Work to do
Can you write out the lines starting with the line with "Objective — for every instance of the sculpted lips" and going on through the line with "[[415, 545]]", switching "sculpted lips" to "carved lips" and keeping everything else the same?
** START Dataset rows **
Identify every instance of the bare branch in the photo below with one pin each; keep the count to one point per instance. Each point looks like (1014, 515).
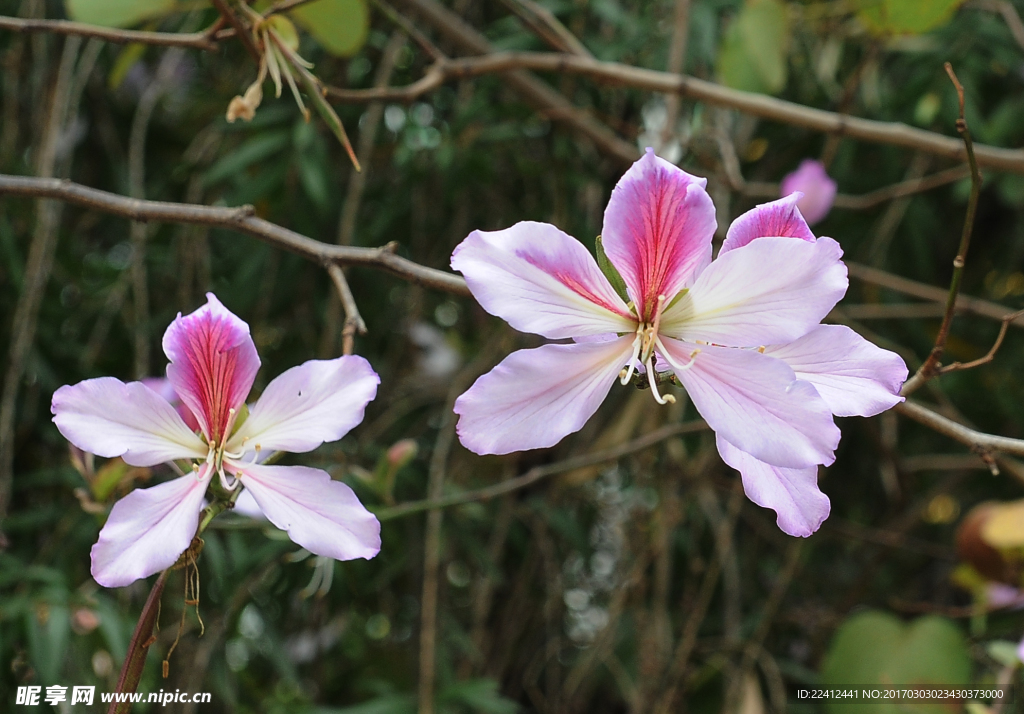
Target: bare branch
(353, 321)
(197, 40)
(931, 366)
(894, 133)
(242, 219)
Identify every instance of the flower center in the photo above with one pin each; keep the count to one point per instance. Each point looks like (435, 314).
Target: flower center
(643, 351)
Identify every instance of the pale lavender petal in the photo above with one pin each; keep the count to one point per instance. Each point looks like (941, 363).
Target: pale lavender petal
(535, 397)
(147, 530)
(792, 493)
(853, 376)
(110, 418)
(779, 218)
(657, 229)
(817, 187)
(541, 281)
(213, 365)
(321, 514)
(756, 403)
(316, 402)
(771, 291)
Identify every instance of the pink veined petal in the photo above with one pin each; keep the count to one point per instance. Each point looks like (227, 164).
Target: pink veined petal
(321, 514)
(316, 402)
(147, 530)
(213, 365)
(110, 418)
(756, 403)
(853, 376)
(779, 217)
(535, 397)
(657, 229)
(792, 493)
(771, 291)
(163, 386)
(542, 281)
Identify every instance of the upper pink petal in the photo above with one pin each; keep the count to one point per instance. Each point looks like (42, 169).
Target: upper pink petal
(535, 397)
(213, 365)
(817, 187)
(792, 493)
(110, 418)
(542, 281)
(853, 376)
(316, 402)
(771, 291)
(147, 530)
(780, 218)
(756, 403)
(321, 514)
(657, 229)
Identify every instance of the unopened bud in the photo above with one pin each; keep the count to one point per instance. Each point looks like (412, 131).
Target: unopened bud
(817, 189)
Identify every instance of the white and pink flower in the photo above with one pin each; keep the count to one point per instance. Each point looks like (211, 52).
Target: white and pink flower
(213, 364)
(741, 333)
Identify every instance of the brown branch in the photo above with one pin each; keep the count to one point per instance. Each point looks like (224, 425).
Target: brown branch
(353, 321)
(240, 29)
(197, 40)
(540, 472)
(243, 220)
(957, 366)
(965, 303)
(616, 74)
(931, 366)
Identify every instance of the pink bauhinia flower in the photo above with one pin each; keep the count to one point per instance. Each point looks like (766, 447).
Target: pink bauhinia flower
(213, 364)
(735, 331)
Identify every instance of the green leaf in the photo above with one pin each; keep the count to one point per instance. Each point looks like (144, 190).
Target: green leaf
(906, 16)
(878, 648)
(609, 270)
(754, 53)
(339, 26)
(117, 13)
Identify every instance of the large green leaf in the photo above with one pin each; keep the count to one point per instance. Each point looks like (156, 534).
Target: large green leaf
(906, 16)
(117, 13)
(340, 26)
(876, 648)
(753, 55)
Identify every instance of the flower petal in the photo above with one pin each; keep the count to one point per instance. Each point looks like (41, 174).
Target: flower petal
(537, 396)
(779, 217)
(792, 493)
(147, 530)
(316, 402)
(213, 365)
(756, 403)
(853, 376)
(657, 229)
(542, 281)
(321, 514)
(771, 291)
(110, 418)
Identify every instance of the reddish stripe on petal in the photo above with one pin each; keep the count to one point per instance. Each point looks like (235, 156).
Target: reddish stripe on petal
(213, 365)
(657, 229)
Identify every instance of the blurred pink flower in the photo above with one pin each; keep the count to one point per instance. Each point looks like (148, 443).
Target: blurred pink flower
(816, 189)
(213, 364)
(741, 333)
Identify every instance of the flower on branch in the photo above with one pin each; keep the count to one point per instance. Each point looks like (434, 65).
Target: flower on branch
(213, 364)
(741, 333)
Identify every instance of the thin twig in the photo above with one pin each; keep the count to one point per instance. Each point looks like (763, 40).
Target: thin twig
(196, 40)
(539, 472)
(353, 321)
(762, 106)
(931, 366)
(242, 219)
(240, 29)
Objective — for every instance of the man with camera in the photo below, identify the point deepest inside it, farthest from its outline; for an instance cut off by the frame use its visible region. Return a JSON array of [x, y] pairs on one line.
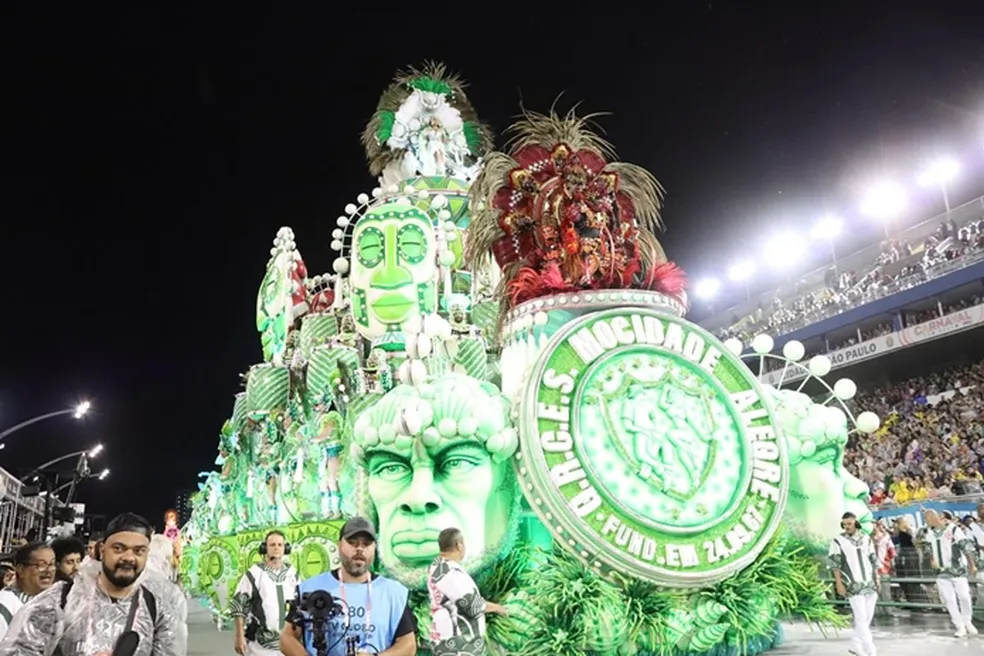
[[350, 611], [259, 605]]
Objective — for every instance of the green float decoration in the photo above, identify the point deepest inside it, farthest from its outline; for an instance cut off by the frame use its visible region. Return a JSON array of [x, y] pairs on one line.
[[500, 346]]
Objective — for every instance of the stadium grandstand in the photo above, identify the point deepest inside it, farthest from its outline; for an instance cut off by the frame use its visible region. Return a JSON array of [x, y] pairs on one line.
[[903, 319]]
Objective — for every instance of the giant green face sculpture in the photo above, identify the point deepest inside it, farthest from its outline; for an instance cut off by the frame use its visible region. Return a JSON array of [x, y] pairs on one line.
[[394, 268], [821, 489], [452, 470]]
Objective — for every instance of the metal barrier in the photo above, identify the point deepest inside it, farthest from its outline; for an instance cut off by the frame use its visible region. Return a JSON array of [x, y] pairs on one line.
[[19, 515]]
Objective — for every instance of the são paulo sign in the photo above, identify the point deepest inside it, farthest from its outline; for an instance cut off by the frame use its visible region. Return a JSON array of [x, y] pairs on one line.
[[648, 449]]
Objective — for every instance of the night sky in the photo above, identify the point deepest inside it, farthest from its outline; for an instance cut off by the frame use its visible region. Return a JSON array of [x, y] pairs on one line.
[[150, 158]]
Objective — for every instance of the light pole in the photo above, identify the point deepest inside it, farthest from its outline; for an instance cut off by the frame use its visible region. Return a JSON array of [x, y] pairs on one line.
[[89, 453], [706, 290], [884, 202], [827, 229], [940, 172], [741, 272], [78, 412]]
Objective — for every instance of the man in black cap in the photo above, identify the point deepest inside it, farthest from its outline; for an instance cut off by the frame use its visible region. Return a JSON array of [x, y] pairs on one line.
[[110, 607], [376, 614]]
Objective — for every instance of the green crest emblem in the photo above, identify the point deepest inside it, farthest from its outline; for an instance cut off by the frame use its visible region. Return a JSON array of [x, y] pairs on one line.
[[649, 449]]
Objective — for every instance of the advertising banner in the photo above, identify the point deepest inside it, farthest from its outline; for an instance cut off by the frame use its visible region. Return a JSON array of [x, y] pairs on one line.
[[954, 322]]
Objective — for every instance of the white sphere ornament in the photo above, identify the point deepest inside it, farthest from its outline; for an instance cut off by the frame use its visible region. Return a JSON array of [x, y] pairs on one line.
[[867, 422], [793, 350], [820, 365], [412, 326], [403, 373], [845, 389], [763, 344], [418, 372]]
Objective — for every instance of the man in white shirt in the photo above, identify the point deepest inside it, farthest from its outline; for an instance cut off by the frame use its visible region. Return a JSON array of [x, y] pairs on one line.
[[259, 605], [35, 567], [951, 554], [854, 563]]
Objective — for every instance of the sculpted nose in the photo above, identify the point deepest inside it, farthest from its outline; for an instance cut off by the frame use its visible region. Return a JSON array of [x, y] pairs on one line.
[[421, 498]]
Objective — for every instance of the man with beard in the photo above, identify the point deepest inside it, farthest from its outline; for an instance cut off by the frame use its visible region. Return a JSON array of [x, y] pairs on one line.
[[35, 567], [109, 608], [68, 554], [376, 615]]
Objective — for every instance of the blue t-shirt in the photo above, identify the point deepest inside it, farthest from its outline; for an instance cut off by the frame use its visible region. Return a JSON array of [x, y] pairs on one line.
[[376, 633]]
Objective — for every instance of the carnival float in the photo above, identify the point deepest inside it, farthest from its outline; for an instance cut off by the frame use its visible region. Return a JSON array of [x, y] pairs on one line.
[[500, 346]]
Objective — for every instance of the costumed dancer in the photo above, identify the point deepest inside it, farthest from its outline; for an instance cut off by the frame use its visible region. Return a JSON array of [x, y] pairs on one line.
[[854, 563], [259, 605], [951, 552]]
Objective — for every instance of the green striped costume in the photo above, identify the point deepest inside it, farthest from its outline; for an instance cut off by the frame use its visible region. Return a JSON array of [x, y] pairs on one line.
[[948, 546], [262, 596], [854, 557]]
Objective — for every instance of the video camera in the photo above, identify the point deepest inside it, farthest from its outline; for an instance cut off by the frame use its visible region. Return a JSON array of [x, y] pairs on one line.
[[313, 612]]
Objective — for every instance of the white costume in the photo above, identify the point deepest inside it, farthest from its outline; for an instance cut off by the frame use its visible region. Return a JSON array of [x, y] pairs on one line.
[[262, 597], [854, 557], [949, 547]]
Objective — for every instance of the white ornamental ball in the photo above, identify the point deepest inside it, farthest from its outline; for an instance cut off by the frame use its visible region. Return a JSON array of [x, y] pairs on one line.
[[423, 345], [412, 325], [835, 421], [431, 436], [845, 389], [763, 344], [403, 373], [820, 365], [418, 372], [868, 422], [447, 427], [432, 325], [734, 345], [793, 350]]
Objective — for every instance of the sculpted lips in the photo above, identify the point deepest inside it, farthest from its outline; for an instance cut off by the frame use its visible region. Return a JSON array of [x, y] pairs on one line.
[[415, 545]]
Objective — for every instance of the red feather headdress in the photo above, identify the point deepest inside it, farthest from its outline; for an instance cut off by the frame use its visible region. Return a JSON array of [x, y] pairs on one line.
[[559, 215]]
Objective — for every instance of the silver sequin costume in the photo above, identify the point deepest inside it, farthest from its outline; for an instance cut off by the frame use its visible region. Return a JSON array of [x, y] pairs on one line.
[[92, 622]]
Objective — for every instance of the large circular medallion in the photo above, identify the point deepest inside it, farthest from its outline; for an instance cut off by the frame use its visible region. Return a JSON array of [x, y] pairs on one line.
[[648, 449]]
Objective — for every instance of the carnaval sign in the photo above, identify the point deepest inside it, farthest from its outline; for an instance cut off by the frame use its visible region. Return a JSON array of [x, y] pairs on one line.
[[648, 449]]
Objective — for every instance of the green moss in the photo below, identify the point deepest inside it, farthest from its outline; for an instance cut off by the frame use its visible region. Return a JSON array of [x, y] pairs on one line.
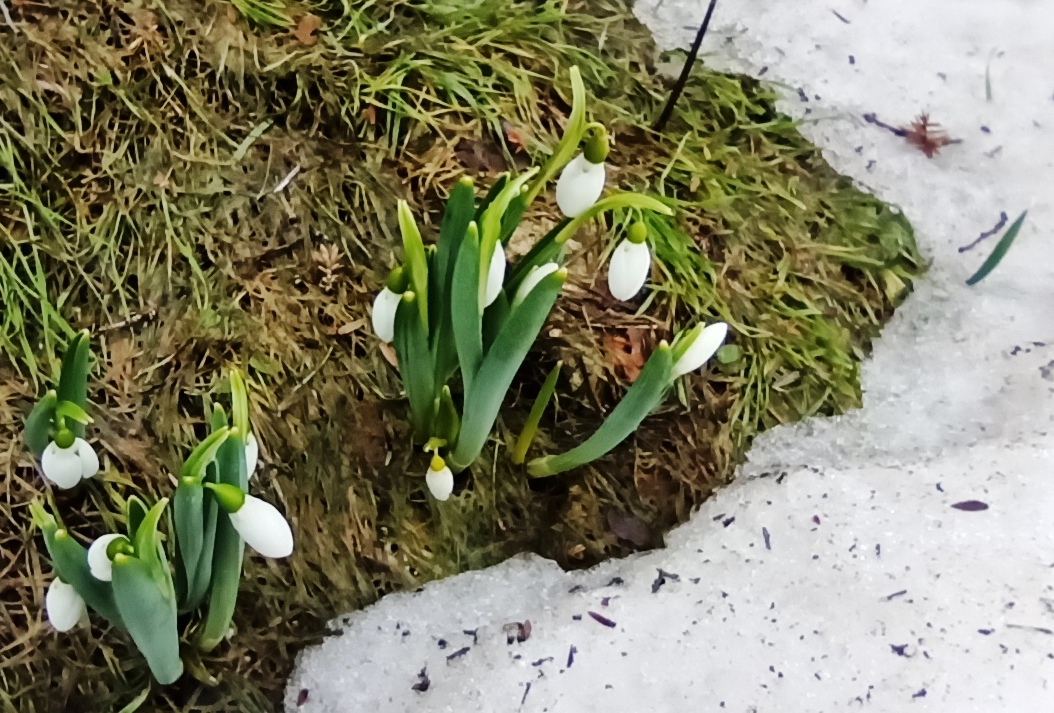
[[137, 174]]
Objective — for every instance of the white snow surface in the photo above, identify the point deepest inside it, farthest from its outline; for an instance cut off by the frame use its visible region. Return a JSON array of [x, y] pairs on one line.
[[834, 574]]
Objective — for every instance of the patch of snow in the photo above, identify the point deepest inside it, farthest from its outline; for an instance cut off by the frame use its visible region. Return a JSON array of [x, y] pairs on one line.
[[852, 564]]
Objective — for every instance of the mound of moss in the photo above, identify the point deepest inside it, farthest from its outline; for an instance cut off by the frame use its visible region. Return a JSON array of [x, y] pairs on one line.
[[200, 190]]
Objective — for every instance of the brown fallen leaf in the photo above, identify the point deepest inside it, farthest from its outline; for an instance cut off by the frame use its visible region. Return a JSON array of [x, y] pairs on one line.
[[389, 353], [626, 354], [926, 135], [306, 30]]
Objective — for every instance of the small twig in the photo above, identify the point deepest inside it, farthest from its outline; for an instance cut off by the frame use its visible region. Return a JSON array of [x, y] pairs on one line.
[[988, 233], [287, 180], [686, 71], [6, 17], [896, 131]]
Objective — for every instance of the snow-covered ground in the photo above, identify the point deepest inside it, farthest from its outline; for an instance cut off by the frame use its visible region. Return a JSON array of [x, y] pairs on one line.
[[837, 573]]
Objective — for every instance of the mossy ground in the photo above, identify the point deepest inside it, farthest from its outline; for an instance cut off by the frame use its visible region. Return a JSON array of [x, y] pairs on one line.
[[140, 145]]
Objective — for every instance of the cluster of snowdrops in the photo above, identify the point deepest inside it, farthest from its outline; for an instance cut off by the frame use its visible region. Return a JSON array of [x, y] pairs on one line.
** END Dataset rows **
Solution
Objective — for every instance of the carved lips in the photo above, identify the point deepest inside it, farthest from its outline; for an instance cut off by the frame use its visible region. Return a JSON array of [x, y] pairs on one line.
[[415, 545]]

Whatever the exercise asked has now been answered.